All pictures are to be dropped, and the remaining data set down exactly.

────────────────────────────────────────

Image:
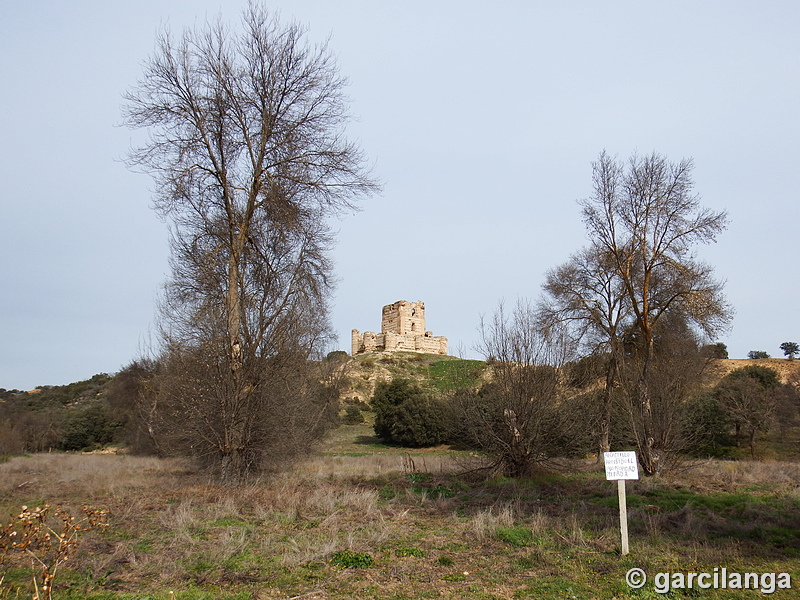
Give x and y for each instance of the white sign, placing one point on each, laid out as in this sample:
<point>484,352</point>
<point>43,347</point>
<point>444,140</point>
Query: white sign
<point>621,465</point>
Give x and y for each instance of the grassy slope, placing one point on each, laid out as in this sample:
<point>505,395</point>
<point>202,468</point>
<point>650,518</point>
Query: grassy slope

────────────────────────────────────────

◆ **Response to this task**
Image:
Give x and y for each instance of the white sign, placing one point on each, laid out as in this sample:
<point>484,352</point>
<point>43,347</point>
<point>444,140</point>
Query: white sign
<point>621,465</point>
Give x and y for each instance of the grassy slope, placing one point on each, laid out as in this sample:
<point>505,395</point>
<point>202,468</point>
<point>650,518</point>
Query: grassy slope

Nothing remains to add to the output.